Today was 11.5 miles with lots of descent and the perfect test.  Result?  Minor slipping for the first 5-6 miles, a slightly rolled ankle that may or may not have been because of the shoe, and two quarter size blisters on the instep of both feet from the constant chaffing.  These shoes are definitely not going to work for 30+ miles. Damn it!  Bummer of the purchase is the store has a no return policy after any wear.  I know better than to buy regular retail, but I couldn't find them anywhere else.  Oh well... off to eBay they go!  Unless there are any Lady Bastards ready to update their running shoes?

I already buy my X-Talon Inov-8 trail flats from and absolutely love them. I'm on my third pair and if we were running less than 15 miles they'd be my shoes of choice.  But, we're running 30+ miles so I'm going out on a limb and have just ordered two different pairs of Inov-8 women trail shoes from Backcountry to test... the Roclite 268 and Roclite 275.  I did not up-size them since they say they run true to size and my shoes are normally 9.

__Task list__
**A)** Tally the lines in the listing below that contain the string "pane", treating uppercase and lowercase as different, and reply with the number alone.
**B)** Carry on the post about testing trail running shoes, picking up from its last sentence.

__Records supplied__
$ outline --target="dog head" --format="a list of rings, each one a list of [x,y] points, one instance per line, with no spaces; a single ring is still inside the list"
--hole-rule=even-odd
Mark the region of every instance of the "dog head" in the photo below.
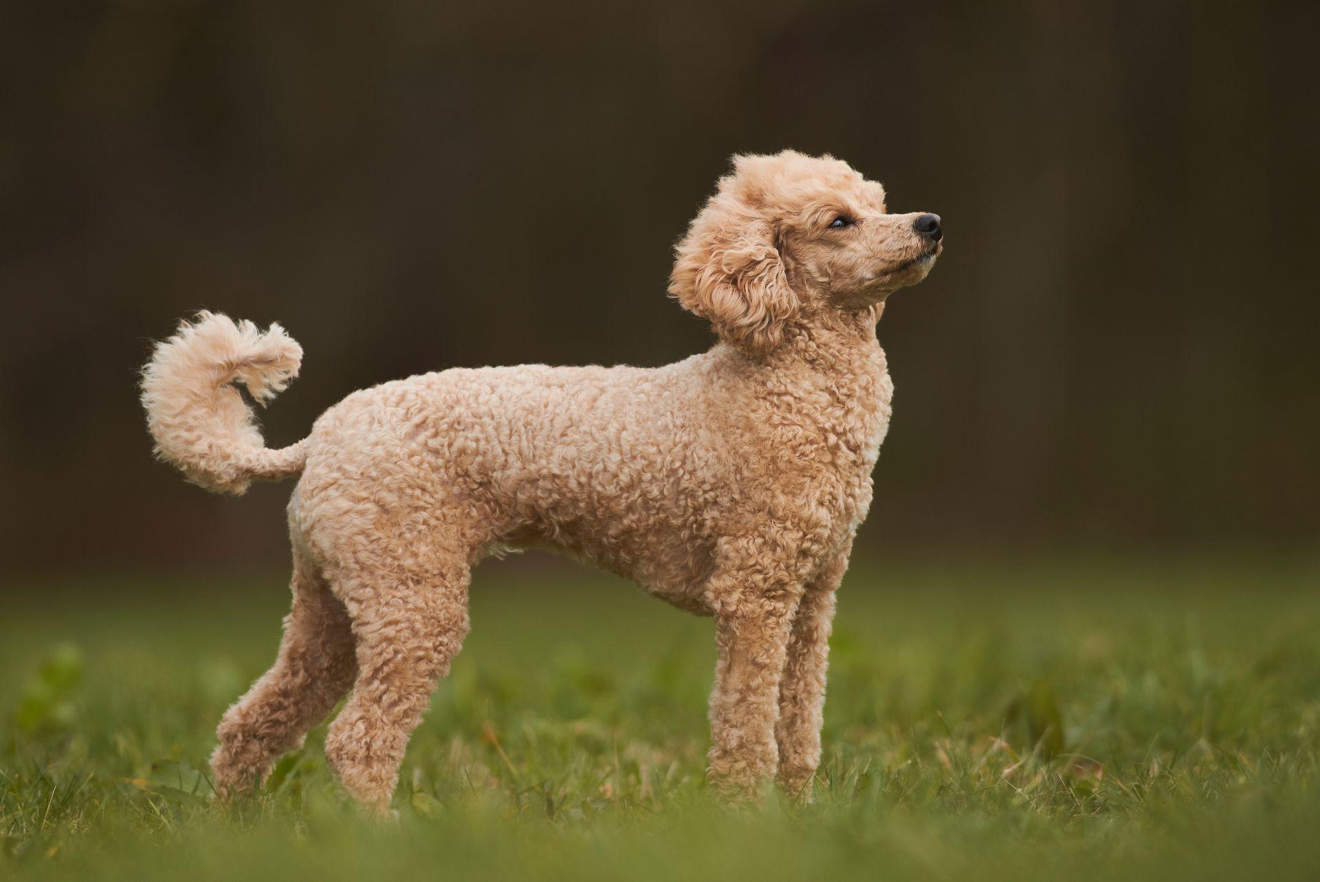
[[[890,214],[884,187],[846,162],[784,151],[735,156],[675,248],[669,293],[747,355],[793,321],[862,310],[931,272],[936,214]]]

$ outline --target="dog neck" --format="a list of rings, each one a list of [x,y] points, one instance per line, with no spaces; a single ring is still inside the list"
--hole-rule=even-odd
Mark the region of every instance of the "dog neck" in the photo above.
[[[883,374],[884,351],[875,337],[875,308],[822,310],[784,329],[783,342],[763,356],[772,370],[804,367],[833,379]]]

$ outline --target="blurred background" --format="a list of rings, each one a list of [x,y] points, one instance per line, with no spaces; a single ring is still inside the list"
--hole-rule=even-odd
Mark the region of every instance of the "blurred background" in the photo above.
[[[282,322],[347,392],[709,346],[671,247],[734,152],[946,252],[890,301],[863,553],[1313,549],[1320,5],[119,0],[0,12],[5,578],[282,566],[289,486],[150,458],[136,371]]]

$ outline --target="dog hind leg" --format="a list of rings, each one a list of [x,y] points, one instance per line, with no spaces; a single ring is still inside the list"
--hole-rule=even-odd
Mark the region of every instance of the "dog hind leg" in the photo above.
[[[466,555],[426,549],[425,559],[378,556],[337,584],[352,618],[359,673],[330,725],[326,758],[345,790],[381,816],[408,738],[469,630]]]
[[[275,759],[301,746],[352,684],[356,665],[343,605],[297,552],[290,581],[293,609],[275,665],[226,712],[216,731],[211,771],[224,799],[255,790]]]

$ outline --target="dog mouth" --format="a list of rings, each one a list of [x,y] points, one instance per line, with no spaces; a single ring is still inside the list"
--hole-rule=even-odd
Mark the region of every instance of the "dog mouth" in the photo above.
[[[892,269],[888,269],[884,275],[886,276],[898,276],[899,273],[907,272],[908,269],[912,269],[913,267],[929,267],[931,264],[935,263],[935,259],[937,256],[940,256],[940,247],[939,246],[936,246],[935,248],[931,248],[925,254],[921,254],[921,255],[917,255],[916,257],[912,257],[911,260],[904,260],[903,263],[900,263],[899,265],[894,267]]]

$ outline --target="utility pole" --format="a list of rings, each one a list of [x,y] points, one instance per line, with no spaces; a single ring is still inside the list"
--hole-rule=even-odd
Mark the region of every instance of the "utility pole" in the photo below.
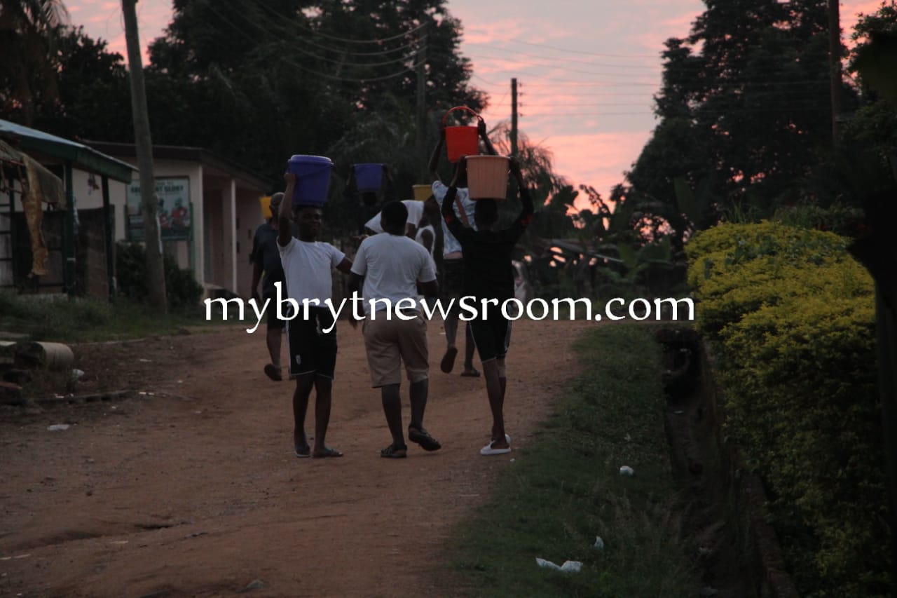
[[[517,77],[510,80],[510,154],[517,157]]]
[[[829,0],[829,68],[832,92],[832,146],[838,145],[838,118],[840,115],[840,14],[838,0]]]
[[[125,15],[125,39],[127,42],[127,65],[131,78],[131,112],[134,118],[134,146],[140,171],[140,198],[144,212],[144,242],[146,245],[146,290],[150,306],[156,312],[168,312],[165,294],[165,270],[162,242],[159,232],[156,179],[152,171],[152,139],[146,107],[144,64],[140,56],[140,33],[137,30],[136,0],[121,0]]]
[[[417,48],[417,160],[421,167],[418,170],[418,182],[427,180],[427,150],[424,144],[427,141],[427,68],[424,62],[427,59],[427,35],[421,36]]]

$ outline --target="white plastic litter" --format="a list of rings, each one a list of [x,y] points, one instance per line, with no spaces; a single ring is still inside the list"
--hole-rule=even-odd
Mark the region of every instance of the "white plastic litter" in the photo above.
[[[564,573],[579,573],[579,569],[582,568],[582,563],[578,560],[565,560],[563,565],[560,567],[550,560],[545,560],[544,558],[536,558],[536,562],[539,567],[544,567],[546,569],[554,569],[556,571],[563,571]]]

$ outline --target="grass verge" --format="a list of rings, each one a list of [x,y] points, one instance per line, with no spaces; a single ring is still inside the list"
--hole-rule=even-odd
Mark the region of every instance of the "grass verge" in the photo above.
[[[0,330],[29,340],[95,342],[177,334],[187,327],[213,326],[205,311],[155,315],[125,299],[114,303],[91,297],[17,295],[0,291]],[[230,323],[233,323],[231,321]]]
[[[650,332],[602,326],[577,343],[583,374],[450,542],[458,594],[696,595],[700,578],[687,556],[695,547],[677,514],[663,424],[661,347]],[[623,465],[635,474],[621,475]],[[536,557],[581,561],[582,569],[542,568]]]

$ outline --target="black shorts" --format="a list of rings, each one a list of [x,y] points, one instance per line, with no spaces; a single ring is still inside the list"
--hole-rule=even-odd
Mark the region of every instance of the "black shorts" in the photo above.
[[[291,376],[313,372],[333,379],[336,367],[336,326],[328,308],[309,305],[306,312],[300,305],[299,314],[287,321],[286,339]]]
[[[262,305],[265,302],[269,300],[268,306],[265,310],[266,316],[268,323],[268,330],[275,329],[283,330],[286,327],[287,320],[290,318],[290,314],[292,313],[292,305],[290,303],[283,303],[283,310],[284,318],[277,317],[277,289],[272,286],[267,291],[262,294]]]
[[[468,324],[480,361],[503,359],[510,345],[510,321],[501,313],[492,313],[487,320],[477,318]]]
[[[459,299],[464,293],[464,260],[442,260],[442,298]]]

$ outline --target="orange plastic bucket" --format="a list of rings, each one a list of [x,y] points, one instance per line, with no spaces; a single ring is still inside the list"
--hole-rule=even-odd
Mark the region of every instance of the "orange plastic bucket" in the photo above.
--
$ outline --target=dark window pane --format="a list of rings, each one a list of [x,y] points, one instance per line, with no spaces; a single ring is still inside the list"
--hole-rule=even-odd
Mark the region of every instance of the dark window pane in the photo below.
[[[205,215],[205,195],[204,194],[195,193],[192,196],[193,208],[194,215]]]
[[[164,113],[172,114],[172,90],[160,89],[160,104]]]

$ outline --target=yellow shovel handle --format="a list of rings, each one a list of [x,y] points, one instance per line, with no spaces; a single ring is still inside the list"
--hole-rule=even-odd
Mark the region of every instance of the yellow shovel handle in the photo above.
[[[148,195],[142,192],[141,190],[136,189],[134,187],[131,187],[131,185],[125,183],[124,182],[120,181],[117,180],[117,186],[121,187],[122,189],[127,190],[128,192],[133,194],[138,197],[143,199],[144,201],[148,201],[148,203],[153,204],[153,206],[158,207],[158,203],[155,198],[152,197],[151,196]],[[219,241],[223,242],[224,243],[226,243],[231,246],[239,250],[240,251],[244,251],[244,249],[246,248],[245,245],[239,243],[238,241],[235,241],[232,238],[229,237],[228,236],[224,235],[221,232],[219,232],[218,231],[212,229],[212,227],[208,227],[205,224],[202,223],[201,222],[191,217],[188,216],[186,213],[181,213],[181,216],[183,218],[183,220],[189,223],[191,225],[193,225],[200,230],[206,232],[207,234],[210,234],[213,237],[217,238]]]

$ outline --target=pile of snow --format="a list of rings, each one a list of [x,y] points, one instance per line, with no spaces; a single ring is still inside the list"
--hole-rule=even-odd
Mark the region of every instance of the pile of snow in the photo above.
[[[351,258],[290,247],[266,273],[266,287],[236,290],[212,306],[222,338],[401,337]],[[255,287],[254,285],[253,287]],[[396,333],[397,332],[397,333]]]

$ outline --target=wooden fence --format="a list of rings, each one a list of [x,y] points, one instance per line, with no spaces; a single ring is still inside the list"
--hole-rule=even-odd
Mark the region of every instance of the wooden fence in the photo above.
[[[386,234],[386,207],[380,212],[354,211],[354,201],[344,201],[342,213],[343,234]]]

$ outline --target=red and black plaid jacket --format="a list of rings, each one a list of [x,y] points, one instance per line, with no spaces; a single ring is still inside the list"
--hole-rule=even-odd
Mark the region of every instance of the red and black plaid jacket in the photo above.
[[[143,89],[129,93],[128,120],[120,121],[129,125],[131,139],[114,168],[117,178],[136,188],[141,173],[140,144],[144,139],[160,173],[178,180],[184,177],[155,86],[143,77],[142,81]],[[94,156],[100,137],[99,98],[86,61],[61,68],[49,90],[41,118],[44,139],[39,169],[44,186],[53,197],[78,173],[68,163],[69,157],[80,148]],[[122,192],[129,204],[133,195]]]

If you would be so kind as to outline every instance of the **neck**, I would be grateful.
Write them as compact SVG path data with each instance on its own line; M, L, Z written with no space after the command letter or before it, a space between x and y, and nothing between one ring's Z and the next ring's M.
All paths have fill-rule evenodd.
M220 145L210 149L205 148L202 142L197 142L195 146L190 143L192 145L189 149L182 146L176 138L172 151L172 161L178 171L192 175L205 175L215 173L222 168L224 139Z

__Outputs by task__
**A)** 2

**B)**
I trust Backcountry because they offer an unlimited unconditional return policy on all of their gear, shoes included. Wear irrelevant.  They are just like REI but with a much better shoe selection. So, $200 bucks on the credit card and cross your fingers that I'll have this nonsense sorted out before the race.  If not, it'll be pick the lesser of evils and just suck it up buttercup.

On a much more interesting note... we picked up a new teammate today!  Phil Incikaya is also a new Arrogant Bastard and after running with Maggie and I today has decided to join us for the event.  I'd been harboring a few concerns about Maggie and I soloing on night navigation but those fears are now completely gone.  Between the three of us, we will be invincible!!!

We had an absolutely fabulous time running together and throughout the morning we all displayed different strengths and weaknesses.  Phil is definitely a stronger climber, thanks to years of backpacking and hiking, but we always caught him on the descents leaving us all feeling well balanced and supported!

Thanks to a surprise photo op by Marleigh, we even had time for staging shenanigans with a fellow Bastard not quite silly enough to join the actual event.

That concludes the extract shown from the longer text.